═════ Supplied records ═════

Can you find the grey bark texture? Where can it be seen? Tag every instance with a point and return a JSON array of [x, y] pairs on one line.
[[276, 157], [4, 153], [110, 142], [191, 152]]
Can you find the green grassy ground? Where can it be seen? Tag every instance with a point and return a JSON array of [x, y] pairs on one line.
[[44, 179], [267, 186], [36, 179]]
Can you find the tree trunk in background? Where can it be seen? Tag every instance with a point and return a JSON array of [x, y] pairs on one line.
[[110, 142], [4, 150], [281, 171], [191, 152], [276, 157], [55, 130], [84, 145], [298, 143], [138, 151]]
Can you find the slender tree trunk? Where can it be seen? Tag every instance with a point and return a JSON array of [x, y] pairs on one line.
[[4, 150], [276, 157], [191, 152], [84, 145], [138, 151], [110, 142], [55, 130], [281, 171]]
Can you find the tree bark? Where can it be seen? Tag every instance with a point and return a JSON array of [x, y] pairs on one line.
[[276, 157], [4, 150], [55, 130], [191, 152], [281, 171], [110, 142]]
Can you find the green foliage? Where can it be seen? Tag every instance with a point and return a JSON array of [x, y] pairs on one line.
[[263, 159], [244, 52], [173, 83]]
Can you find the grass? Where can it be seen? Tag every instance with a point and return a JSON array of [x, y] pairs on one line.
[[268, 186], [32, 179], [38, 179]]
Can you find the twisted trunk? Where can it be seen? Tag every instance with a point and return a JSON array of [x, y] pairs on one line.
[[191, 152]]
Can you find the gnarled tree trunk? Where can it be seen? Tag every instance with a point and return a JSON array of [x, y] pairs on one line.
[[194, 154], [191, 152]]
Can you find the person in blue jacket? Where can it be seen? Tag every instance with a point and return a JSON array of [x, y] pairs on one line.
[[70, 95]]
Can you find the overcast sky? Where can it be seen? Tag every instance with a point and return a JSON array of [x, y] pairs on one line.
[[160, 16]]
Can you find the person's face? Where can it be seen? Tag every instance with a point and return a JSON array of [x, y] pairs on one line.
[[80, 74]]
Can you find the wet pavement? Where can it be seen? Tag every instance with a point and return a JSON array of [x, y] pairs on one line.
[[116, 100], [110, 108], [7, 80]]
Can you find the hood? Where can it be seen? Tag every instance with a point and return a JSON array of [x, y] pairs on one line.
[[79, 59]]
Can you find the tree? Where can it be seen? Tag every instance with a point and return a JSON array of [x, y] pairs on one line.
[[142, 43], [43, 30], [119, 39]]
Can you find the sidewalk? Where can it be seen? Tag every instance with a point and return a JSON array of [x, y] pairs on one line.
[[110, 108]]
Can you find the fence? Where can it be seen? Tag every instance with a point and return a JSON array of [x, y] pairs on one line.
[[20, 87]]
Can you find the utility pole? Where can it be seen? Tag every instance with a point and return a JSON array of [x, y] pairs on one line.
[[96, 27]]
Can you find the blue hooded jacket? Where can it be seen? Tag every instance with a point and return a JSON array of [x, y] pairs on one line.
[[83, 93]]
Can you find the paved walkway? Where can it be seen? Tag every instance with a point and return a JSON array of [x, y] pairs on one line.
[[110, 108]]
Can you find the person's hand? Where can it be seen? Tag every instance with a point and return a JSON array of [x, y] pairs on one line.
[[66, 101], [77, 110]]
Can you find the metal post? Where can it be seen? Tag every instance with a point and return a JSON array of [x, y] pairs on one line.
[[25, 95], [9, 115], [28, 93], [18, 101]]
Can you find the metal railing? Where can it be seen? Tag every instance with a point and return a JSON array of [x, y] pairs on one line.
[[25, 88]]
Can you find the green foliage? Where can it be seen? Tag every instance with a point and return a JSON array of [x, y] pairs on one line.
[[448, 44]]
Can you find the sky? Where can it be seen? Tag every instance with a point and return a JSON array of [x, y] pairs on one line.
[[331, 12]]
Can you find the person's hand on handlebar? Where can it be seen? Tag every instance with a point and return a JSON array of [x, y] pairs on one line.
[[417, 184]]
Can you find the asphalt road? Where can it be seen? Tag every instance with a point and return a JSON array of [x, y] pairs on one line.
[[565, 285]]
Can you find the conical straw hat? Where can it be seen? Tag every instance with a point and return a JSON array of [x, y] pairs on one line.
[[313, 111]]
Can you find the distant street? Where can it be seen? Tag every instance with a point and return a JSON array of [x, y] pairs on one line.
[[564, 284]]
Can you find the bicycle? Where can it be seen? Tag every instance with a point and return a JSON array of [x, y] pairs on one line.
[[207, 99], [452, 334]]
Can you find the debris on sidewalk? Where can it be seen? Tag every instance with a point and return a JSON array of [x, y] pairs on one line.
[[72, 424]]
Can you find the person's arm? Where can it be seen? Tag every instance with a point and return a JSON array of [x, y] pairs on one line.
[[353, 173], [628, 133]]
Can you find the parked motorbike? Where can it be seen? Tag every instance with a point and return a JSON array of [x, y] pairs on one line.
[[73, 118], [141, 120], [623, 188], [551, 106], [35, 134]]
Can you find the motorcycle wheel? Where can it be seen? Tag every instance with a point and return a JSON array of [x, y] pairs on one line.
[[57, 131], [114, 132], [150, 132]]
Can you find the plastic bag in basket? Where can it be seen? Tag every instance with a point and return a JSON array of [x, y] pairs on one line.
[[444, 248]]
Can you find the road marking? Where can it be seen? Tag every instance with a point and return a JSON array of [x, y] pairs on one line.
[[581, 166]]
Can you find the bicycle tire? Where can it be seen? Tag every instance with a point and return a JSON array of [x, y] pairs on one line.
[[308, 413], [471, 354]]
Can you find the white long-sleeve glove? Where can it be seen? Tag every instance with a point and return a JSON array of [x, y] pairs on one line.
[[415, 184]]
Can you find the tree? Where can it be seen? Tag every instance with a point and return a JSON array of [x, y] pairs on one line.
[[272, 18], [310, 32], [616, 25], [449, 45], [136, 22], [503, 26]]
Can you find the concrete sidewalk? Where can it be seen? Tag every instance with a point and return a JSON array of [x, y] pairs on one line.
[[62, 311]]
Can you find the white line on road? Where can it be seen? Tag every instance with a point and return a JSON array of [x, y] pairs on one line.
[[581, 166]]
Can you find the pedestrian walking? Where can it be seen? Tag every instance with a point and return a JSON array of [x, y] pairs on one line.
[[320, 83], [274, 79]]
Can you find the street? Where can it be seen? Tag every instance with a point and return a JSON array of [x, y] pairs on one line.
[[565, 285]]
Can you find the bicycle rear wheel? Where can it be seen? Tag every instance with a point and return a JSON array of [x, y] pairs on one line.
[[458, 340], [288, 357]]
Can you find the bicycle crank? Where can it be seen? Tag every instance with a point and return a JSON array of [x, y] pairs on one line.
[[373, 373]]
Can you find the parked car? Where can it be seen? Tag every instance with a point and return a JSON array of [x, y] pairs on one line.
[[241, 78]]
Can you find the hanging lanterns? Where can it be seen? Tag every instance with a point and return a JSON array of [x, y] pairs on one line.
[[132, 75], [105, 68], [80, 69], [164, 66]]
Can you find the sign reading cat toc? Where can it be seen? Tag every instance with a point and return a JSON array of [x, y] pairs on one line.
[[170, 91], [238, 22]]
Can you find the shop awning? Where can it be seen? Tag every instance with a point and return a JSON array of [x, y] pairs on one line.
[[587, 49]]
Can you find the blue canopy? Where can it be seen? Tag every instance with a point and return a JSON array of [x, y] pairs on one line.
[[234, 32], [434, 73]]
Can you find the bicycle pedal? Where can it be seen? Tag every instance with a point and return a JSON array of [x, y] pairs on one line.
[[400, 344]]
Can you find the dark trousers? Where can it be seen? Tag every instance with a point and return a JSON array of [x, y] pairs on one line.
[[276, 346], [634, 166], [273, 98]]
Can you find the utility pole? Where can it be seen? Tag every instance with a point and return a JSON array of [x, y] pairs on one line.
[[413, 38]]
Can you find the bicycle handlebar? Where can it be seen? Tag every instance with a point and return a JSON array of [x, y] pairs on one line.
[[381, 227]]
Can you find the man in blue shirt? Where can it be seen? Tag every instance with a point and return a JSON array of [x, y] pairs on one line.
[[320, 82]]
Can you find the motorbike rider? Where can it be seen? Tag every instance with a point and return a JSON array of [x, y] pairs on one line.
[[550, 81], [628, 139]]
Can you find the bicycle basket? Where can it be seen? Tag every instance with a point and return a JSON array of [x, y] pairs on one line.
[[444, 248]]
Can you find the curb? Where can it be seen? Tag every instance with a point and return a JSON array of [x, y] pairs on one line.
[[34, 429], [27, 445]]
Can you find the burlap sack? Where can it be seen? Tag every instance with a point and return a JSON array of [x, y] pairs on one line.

═════

● **Work required**
Could you transcribe, exactly, the part of the records above that opens with the line containing "Can you find the blue canopy?" and closes with the line containing "[[234, 32], [434, 73]]", including both of those lines?

● **Solved exercise**
Can you find the blue canopy? Where can it be seen? Tag every instance with a point and return a JSON array of [x, y] pairs on one line.
[[234, 32], [434, 73]]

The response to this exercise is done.